▸ EXERCISE TEXT
========

She didn't call it that, of course, but that's what it was: a darkened corner of our dining room where she would sit beside the big console radio for 15 minutes every evening and say the rosary along with a broadcast that came, if memory serves, from the Roman Catholic cathedral in Cleveland.

We kids understood that you did not disturb Mom during those precious minutes she set aside for herself each day. I realize now that she had created a sacred space right in the middle of our crazy, busy household. She didn't need to clear a room or even part of a room. She simply turned a dining-room chair toward the radio, turned off the lights in that room and found a measure of peace.

If she can do it, maybe I can too.

Now if I could just find my rosary case ...

Saturday, February 14, 2015

Story time

I'm of a generation that thinks there are few better ways to pass a rainy afternoon than to curl up with a good book. I thank my mom for this.

Most nights, right after dinner, she would settle on the living-room couch with a couple of us kids and read "Winnie the Pooh" or "The Wind in the Willows." I remember thinking how important reading must be. After all, Mom would put off doing the dinner dishes so she could spend that time with us. Not much came between my mother and her household chores.

Today I stopped by a local library and felt again that pull a good book has on a day when it's just too cold to spend much time outdoors. As I browsed through the stacks, I got to thinking of the grandchild who, at age 3, is already adept in the use of an iPad. I've watched him poking the screen with his little fingers, sliding them back and forth until he finds what he's looking for. I wonder what sort of gadgets he'll learn to use by the time he's my age.

I heard this grandchild's dad reading to him a few days ago. It made me smile. I hope this little guy, this child of the digital age, will come to treasure those moments as he sits beside his dad on a couch in the den and listens to stories -- stories told with paper and ink in the voice of a father who loves him so much.

Wednesday, February 11, 2015

Before the storm

Another snowstorm is headed our way. I'd tell you how many we've had this winter, but I've lost count. (No doubt the Weather Channel will give this storm a name, too.)

But right now, curled up in a comfortable chair in a room that really could use a good dusting, I'm thanking the weather gods for the blue sky and bright sunlight reflecting off the icicles hanging outside the window. Summer skies may be blue, but this blue, the blue of a winter sky, is deeper -- like some cosmic reward for those who've endured months of cold and snow.

Life is just one storm after another, with occasional breaks of sun and blue sky to remind us how good it feels to be alive. So instead of naming the storms, maybe we should name days like this one -- and let the storms pass, nameless, into the dust of all that came before this beautiful, blue-sky moment.

Monday, February 9, 2015

Back in touch

It's nearly five years since I posted to this blog. I'm more than a little embarrassed about that, especially since I require the students in some of my college-level journalism classes to create and maintain blogs. ("Do as I say, not as I do" ...)

========

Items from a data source
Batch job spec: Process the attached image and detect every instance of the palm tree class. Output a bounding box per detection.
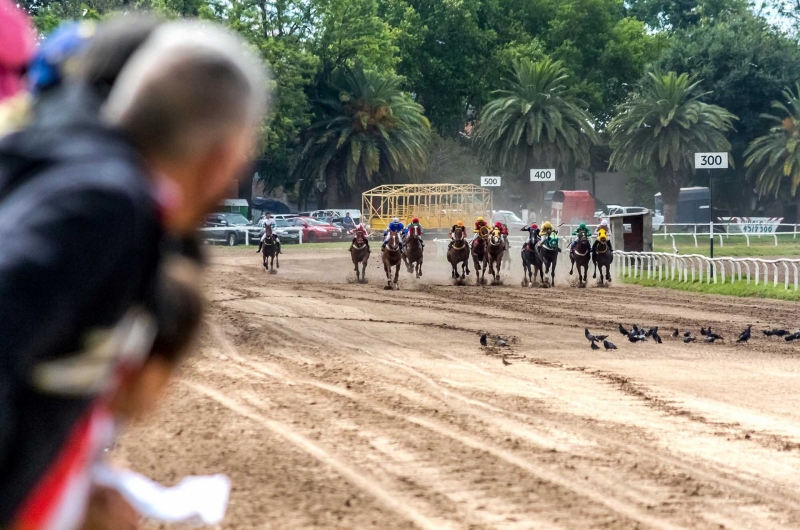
[295,68,431,208]
[608,72,737,223]
[744,83,800,197]
[475,59,598,214]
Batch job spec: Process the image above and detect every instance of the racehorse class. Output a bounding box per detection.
[592,230,614,285]
[261,225,281,274]
[569,234,592,287]
[381,232,403,289]
[403,226,423,278]
[447,226,470,282]
[472,226,489,284]
[520,234,544,287]
[483,228,506,284]
[537,235,558,287]
[350,232,370,283]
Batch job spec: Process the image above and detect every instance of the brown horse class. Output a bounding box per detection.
[592,235,614,285]
[483,228,506,285]
[569,234,592,287]
[381,232,403,290]
[472,226,489,284]
[350,233,370,283]
[447,227,470,283]
[261,225,281,274]
[403,226,423,278]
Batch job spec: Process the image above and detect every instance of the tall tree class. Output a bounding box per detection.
[295,67,431,208]
[654,13,800,215]
[745,83,800,197]
[609,72,736,223]
[475,59,598,210]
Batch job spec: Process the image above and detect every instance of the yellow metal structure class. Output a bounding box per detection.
[361,184,492,230]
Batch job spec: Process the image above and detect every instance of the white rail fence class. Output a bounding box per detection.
[612,251,800,291]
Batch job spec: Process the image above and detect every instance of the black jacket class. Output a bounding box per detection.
[0,87,162,528]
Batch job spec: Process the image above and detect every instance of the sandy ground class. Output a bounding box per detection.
[115,247,800,529]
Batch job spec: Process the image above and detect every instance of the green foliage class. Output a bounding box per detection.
[655,13,800,215]
[609,72,736,219]
[296,67,430,207]
[745,83,800,197]
[475,59,599,173]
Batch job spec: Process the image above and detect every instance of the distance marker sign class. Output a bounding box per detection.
[694,153,728,169]
[531,169,556,182]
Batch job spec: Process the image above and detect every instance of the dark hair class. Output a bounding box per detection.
[77,15,161,99]
[150,258,203,363]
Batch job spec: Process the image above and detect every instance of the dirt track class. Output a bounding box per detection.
[117,245,800,529]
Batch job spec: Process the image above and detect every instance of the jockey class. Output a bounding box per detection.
[447,219,467,250]
[381,217,403,250]
[539,221,561,252]
[519,223,539,248]
[569,223,592,249]
[256,212,283,254]
[403,217,425,248]
[592,219,614,252]
[470,217,489,243]
[348,223,371,252]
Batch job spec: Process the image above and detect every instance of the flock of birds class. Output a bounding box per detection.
[583,324,800,351]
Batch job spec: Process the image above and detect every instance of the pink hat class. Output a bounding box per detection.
[0,0,36,101]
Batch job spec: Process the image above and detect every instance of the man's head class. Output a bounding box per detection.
[104,21,267,234]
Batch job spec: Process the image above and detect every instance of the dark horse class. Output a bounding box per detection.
[521,234,544,287]
[381,232,403,289]
[350,232,370,283]
[592,234,614,285]
[472,226,489,284]
[447,226,470,282]
[261,225,281,274]
[483,228,506,284]
[569,234,592,287]
[537,236,558,287]
[403,226,423,278]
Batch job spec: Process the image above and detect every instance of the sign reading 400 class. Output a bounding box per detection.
[531,169,556,182]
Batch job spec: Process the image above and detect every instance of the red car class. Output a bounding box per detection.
[286,217,342,243]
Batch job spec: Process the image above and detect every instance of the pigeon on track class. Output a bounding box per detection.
[736,325,753,342]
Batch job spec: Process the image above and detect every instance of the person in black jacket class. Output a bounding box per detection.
[0,21,266,528]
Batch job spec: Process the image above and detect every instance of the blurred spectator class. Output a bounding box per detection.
[0,0,36,136]
[0,18,266,530]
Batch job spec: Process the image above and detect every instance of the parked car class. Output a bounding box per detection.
[272,219,303,243]
[286,217,342,243]
[492,210,528,229]
[201,212,263,247]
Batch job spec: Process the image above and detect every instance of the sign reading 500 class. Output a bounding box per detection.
[531,169,556,182]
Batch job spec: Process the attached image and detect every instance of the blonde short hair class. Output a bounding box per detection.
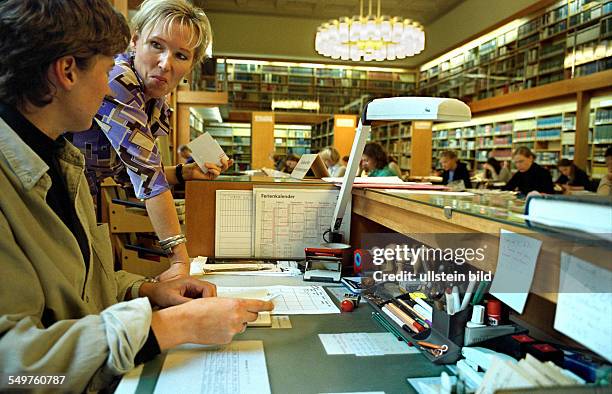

========

▸ EXPLORE THE MATERIAL
[A] Can you copy the part of the blog excerpt that opens with the words containing "Another snowstorm is" and closes with "a name, too.)"?
[B] Answer these questions from the blog excerpt, one per line:
(i) Where did the rosary broadcast come from, as the writer recalls it?
(ii) Which two books did Mom read to the kids on the living-room couch?
(iii) How long had it been since the writer last posted to the blog?

▸ PER-TASK OUTPUTS
[A]
Another snowstorm is headed our way. I'd tell you how many we've had this winter, but I've lost count. (No doubt the Weather Channel will give this storm a name, too.)

[B]
(i) From the Roman Catholic cathedral in Cleveland.
(ii) "Winnie the Pooh" and "The Wind in the Willows."
(iii) Nearly five years.